OBJECTIVE. Retype all of the items below without changing a word, and leave the pictures out of your answer.

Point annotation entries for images
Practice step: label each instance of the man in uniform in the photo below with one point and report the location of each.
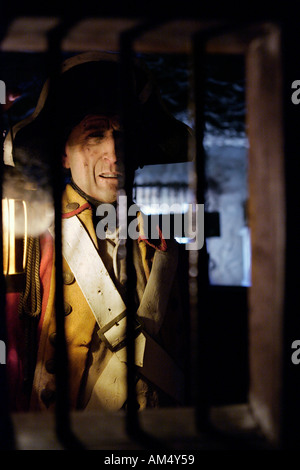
(94, 267)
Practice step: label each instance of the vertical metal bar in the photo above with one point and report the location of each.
(201, 364)
(62, 411)
(129, 115)
(129, 109)
(6, 427)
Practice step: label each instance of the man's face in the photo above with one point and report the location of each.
(90, 154)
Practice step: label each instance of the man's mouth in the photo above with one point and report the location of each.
(109, 175)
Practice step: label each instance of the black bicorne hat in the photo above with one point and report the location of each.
(89, 83)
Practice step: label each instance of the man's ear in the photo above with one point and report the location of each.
(65, 160)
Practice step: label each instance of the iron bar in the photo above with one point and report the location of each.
(62, 409)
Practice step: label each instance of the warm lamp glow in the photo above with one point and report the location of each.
(14, 216)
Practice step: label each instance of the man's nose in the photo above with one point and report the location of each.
(118, 145)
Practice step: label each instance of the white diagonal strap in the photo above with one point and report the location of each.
(94, 281)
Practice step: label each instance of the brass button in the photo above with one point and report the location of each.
(68, 277)
(72, 206)
(50, 366)
(68, 308)
(52, 338)
(47, 396)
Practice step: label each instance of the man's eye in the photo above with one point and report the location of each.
(95, 137)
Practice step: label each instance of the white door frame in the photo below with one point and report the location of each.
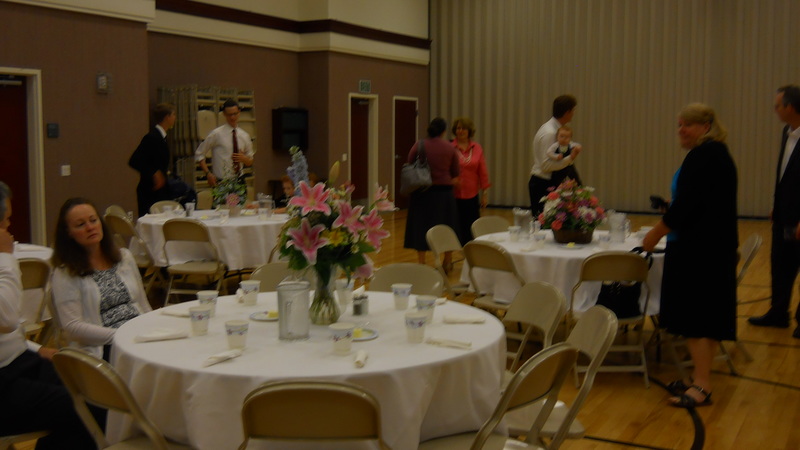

EXERCISE RESULT.
Practice step: label each instance of the man in uniform in the photo below with one point and report the location of each.
(94, 267)
Practice step: label each instance of the vertical metal bar in the photo above with one point and report the location of each.
(201, 364)
(62, 411)
(129, 115)
(129, 109)
(6, 427)
Practice step: label each instance of the man's face in the photo above with one point and report the location of each.
(90, 154)
Practice step: label each instance of the man's mouth in the photo above with one point and report the location of each.
(109, 175)
Practice step: label each instance of the black bicorne hat in the photo above with one point and report the location of each.
(89, 83)
Practice step: label each instance of the man's ear in the photo above with one point and report the location of each.
(65, 160)
Practice step: label each instance of the iron bar in the photo above with one point and report the location of each.
(62, 409)
Practice step: label each instance of the warm lamp glow in the photo above with one point and report the location of each.
(14, 216)
Practice step: label each instance of the man's nose in the photo above with one point and report the location of each.
(118, 145)
Practice step: label each instance of the white diagonal strap in the photo above with one point and report the location of each.
(94, 281)
Practice step: label each instance of the brass button in the photo above with one point and report the location of each.
(68, 277)
(72, 206)
(50, 366)
(68, 308)
(52, 338)
(47, 396)
Practice step: label each instance of the man's eye in the photo above with one point and report the location of each.
(95, 137)
Practice step: label each instance of the white door frame in the photo below with one point and report the location of each.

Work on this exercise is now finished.